··· Source records ···
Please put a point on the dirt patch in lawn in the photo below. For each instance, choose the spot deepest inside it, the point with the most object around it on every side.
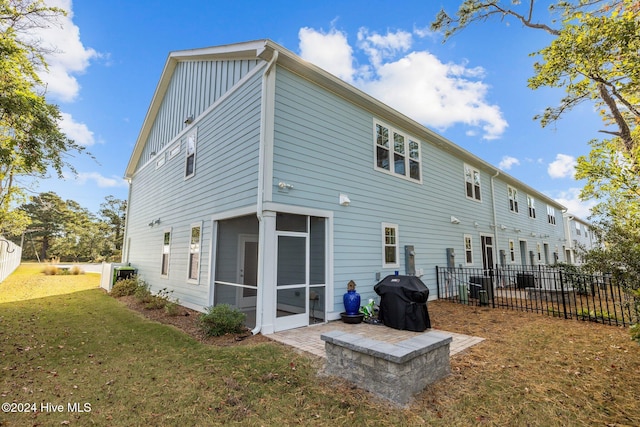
(187, 321)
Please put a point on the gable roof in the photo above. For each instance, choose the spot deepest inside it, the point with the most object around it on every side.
(264, 50)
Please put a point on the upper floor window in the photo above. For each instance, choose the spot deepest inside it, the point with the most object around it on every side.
(397, 153)
(551, 215)
(390, 245)
(513, 199)
(190, 164)
(531, 203)
(472, 181)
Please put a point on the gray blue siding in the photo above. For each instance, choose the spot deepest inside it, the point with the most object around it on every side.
(226, 177)
(324, 146)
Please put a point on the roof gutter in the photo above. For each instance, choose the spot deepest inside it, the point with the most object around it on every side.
(261, 183)
(495, 218)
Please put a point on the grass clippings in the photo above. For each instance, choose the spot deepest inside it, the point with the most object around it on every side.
(88, 347)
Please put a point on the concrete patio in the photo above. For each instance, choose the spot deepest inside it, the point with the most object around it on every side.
(307, 339)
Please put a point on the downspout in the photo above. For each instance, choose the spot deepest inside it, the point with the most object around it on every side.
(495, 218)
(260, 201)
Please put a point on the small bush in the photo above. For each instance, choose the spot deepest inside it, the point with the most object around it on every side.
(159, 300)
(222, 319)
(172, 308)
(125, 287)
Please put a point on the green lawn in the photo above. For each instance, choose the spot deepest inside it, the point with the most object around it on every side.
(84, 348)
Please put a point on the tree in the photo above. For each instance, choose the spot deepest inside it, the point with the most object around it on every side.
(31, 141)
(113, 213)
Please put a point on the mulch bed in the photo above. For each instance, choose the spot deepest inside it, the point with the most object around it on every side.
(187, 321)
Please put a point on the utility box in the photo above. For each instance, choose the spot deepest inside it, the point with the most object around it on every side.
(410, 260)
(451, 258)
(123, 272)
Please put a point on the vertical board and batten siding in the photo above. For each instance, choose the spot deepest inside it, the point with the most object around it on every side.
(324, 146)
(226, 176)
(194, 87)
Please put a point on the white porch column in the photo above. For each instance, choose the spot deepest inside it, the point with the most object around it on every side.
(268, 270)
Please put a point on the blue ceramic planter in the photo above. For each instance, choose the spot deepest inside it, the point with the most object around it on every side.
(351, 302)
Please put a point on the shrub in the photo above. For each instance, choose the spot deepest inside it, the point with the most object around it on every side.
(159, 300)
(222, 319)
(125, 287)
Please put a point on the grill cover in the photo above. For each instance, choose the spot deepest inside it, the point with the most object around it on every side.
(403, 303)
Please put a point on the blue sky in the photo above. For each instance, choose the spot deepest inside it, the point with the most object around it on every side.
(472, 90)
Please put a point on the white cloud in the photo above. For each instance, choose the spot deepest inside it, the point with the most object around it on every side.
(67, 56)
(508, 162)
(562, 167)
(101, 181)
(330, 51)
(571, 200)
(79, 132)
(416, 83)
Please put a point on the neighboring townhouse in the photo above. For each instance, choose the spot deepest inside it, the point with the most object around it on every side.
(262, 181)
(579, 238)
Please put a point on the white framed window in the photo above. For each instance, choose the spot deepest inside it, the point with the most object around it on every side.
(193, 270)
(397, 153)
(513, 199)
(472, 183)
(175, 150)
(166, 251)
(468, 249)
(551, 215)
(531, 203)
(512, 251)
(390, 245)
(190, 161)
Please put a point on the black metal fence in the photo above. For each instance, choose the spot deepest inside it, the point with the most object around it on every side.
(541, 289)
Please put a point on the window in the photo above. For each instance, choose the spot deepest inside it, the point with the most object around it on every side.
(531, 203)
(512, 251)
(161, 161)
(513, 199)
(472, 180)
(166, 249)
(551, 215)
(397, 153)
(190, 163)
(468, 249)
(194, 253)
(390, 245)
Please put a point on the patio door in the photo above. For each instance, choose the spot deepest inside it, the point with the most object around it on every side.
(300, 270)
(247, 270)
(487, 253)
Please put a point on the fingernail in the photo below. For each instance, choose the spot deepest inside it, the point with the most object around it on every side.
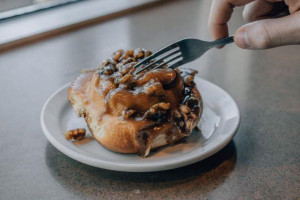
(242, 39)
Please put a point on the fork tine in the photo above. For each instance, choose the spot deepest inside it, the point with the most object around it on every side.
(170, 47)
(176, 64)
(151, 64)
(162, 64)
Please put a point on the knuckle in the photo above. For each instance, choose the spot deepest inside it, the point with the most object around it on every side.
(265, 40)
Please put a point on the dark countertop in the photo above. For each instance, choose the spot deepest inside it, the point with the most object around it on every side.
(262, 161)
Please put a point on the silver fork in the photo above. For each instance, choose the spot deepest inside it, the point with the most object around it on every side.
(180, 53)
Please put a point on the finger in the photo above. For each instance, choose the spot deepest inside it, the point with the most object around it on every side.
(257, 10)
(294, 5)
(269, 33)
(220, 13)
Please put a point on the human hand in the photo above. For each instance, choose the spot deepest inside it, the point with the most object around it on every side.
(264, 31)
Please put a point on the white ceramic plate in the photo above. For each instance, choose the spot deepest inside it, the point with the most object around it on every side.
(218, 125)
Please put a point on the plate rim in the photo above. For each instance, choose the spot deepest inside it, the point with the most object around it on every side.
(133, 167)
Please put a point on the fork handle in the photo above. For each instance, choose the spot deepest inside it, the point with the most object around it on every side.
(222, 42)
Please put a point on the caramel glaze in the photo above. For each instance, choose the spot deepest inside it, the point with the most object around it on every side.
(162, 100)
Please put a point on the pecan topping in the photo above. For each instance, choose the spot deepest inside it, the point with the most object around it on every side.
(128, 113)
(76, 134)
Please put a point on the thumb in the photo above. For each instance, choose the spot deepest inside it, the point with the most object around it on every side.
(269, 33)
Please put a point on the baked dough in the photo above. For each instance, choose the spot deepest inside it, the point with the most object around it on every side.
(129, 113)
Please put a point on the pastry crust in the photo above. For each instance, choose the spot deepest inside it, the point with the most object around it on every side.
(110, 126)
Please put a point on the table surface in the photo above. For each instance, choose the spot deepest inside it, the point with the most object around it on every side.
(262, 161)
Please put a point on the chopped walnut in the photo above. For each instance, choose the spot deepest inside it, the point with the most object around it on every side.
(177, 114)
(126, 61)
(188, 80)
(128, 113)
(192, 102)
(140, 54)
(158, 112)
(188, 125)
(126, 68)
(126, 78)
(107, 62)
(76, 134)
(162, 105)
(153, 88)
(185, 109)
(128, 54)
(117, 55)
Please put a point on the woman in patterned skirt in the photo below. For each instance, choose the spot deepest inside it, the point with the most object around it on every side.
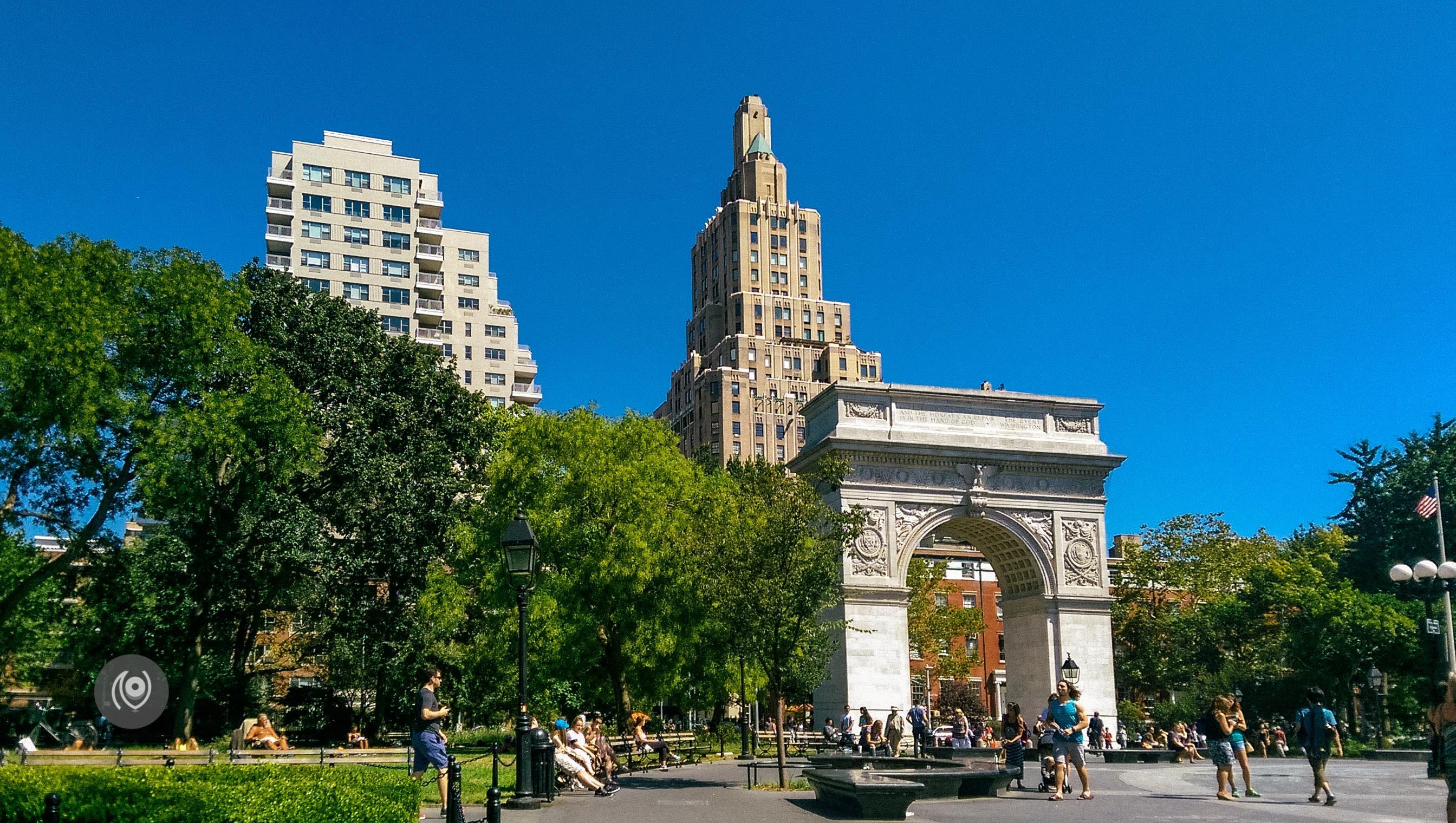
(1014, 741)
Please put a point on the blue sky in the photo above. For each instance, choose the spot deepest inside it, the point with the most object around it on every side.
(1230, 222)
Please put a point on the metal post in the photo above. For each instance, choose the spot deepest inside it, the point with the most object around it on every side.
(455, 811)
(523, 724)
(492, 796)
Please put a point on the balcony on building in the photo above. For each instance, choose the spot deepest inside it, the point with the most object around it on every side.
(280, 238)
(430, 203)
(430, 252)
(280, 182)
(526, 393)
(280, 207)
(525, 364)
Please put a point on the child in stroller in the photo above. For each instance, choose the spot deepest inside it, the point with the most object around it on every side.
(1049, 764)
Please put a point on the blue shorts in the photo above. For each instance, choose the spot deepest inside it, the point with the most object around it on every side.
(430, 750)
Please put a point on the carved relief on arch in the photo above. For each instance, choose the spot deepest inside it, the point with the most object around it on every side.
(1081, 564)
(868, 554)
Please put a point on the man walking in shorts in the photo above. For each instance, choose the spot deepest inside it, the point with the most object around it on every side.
(1317, 731)
(427, 737)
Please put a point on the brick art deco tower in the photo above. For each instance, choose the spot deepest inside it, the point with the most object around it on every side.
(762, 338)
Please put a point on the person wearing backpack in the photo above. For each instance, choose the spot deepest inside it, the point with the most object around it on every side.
(1317, 731)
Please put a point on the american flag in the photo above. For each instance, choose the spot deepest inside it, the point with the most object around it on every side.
(1427, 505)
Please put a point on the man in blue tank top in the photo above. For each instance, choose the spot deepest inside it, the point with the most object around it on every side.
(1068, 720)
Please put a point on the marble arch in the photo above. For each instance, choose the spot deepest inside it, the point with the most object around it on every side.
(1019, 477)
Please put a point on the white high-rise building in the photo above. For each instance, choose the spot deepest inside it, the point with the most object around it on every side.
(352, 219)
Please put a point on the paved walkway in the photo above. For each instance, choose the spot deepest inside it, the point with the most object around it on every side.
(1368, 793)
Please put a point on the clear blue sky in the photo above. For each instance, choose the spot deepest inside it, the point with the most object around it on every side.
(1230, 222)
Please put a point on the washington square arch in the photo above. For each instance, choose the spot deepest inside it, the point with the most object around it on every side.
(1018, 477)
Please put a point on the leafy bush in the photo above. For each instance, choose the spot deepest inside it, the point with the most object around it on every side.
(212, 794)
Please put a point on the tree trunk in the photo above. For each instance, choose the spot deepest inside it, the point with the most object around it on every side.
(778, 726)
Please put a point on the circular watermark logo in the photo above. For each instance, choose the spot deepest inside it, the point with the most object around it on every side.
(132, 691)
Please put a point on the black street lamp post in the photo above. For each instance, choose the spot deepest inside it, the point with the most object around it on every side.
(1071, 672)
(520, 561)
(1376, 681)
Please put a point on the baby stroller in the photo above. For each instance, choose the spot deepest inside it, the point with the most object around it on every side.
(1049, 767)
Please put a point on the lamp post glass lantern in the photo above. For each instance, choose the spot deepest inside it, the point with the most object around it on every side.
(520, 547)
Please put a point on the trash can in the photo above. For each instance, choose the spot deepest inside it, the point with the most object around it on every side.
(543, 765)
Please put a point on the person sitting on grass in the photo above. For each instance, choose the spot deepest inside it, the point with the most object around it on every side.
(264, 736)
(567, 761)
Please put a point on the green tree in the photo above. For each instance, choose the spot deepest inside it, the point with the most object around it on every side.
(777, 573)
(98, 349)
(613, 505)
(935, 627)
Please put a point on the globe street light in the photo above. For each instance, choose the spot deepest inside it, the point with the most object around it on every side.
(520, 547)
(1071, 672)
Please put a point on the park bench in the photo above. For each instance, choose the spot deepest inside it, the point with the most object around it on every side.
(1141, 755)
(866, 794)
(117, 758)
(322, 756)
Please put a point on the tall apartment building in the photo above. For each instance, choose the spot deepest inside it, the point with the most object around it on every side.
(762, 338)
(354, 220)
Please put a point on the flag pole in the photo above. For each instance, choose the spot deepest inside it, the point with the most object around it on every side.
(1446, 593)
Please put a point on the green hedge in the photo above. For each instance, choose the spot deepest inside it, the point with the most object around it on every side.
(212, 794)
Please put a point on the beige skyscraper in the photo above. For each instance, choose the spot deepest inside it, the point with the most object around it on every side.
(762, 338)
(354, 220)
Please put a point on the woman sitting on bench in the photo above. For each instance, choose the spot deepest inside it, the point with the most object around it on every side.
(264, 736)
(644, 746)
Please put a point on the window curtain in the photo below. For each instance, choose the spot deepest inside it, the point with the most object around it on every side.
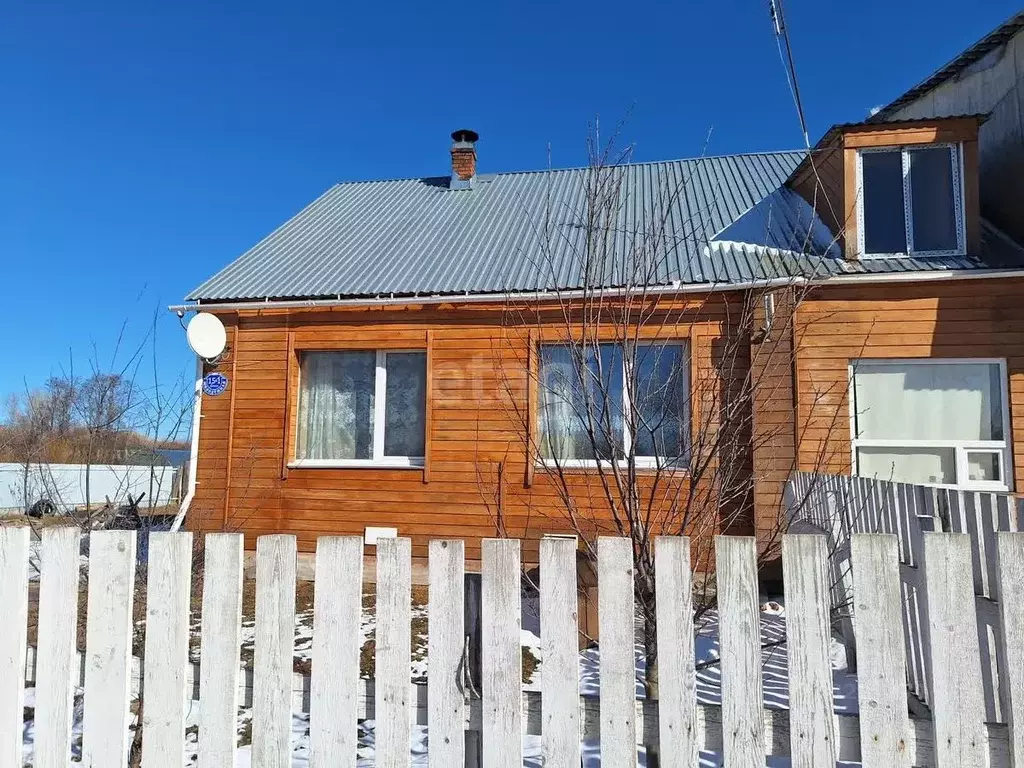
(406, 401)
(336, 406)
(928, 401)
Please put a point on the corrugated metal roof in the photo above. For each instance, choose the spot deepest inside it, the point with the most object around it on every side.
(992, 40)
(722, 219)
(513, 231)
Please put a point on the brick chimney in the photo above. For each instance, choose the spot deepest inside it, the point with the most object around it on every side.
(463, 158)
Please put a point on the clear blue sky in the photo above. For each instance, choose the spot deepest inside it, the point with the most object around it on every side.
(144, 145)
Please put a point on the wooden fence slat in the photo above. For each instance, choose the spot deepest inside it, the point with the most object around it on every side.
(445, 640)
(167, 628)
(957, 697)
(501, 660)
(334, 687)
(273, 654)
(560, 654)
(882, 674)
(1011, 587)
(108, 647)
(807, 629)
(677, 707)
(56, 643)
(617, 662)
(13, 638)
(739, 630)
(394, 595)
(220, 638)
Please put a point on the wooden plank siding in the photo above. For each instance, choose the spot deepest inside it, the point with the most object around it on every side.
(952, 318)
(479, 399)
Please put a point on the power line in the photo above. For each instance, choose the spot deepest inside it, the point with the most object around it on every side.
(782, 39)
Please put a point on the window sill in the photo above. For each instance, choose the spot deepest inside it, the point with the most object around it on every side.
(395, 463)
(574, 465)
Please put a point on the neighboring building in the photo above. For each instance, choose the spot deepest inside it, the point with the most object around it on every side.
(394, 349)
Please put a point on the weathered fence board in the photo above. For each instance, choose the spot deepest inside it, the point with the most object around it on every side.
(393, 651)
(958, 700)
(677, 712)
(108, 648)
(1011, 586)
(808, 635)
(884, 723)
(501, 654)
(560, 670)
(56, 639)
(168, 587)
(274, 650)
(739, 638)
(445, 641)
(13, 640)
(617, 664)
(220, 636)
(337, 608)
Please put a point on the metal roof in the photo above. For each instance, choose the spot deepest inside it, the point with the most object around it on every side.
(709, 220)
(513, 231)
(992, 40)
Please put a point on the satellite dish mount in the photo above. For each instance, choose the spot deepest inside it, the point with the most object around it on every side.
(207, 336)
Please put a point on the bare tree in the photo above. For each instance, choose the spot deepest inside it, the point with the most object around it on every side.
(646, 392)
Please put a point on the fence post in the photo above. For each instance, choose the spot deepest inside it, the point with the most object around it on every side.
(739, 632)
(166, 649)
(393, 651)
(501, 654)
(220, 638)
(617, 664)
(677, 677)
(108, 647)
(337, 611)
(56, 643)
(14, 609)
(957, 698)
(882, 682)
(559, 649)
(811, 728)
(445, 641)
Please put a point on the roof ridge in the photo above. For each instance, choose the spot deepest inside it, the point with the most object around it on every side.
(566, 169)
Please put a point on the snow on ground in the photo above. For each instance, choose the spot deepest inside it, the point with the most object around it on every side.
(774, 678)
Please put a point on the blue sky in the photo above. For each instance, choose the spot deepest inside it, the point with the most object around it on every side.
(142, 146)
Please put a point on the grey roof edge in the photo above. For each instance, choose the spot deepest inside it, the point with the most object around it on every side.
(992, 40)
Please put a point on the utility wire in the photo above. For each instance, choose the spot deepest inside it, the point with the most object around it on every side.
(782, 40)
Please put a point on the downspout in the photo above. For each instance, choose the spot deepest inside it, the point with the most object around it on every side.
(194, 452)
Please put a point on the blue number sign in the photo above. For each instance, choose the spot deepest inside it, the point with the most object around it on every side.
(214, 384)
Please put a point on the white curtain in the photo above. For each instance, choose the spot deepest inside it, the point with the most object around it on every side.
(928, 401)
(406, 403)
(336, 406)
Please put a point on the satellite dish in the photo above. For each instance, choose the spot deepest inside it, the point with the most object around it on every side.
(206, 335)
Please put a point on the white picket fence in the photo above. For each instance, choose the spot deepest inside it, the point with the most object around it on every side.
(740, 730)
(840, 506)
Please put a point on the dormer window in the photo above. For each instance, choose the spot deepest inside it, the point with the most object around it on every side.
(910, 201)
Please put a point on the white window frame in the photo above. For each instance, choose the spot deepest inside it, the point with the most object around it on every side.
(956, 164)
(380, 396)
(640, 462)
(1004, 448)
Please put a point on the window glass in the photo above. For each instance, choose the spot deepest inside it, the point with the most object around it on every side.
(908, 465)
(922, 401)
(884, 215)
(406, 401)
(336, 406)
(581, 402)
(932, 200)
(659, 400)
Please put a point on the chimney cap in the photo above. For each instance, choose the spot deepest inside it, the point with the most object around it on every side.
(465, 134)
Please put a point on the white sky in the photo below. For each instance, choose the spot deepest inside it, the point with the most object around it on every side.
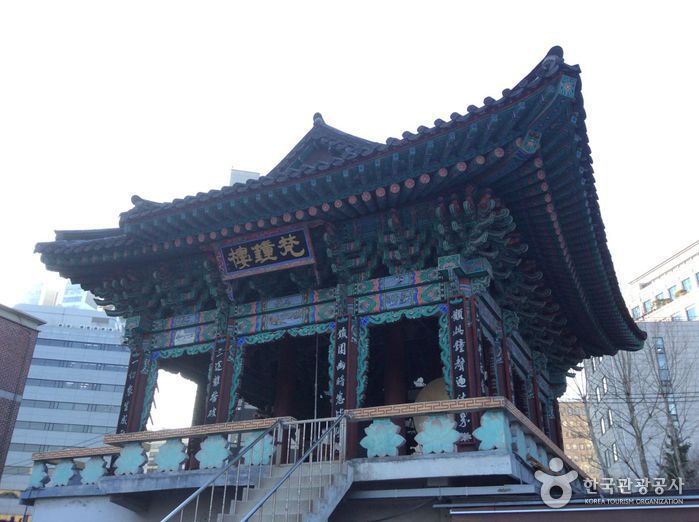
(102, 100)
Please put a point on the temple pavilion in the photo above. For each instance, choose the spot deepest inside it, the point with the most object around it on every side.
(465, 261)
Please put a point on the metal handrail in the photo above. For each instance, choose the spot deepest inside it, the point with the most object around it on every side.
(293, 468)
(230, 464)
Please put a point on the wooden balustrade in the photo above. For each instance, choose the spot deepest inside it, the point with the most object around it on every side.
(502, 426)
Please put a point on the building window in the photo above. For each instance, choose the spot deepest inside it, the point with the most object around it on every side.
(672, 291)
(686, 285)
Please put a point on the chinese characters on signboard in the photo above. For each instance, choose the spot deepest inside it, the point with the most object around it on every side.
(129, 389)
(215, 383)
(272, 252)
(457, 337)
(340, 371)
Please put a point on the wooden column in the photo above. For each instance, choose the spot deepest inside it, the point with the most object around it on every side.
(286, 380)
(220, 370)
(132, 398)
(344, 384)
(395, 385)
(395, 377)
(534, 404)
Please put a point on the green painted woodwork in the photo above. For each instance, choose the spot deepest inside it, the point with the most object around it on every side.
(171, 455)
(213, 453)
(382, 439)
(149, 391)
(331, 364)
(445, 354)
(172, 353)
(437, 434)
(494, 431)
(131, 460)
(39, 476)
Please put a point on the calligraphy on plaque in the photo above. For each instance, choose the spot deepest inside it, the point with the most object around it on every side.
(129, 389)
(265, 253)
(340, 370)
(216, 372)
(459, 370)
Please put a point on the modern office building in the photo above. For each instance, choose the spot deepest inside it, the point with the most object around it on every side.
(73, 389)
(576, 436)
(643, 405)
(18, 333)
(669, 290)
(640, 403)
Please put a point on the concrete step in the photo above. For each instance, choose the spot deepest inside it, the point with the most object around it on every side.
(291, 497)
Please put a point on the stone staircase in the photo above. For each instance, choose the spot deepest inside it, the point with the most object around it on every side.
(309, 494)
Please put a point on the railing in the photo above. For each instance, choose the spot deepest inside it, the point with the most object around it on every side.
(502, 426)
(147, 453)
(323, 458)
(273, 432)
(291, 463)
···
■ Work order
The only output should be the lines from the one containing "Please put a point on the stone" through the final line of the material above, copied exactly.

■ Exercise response
Please put a point on the stone staircase in the photo above. For each instance, choose the spot deepest inside it, the point with the most object around it on every side.
(309, 494)
Please put a point on the railing in the photo above. For each instance, choose the spot deepest inside it, the point with the most object around it on every side.
(502, 426)
(147, 453)
(323, 458)
(273, 432)
(291, 463)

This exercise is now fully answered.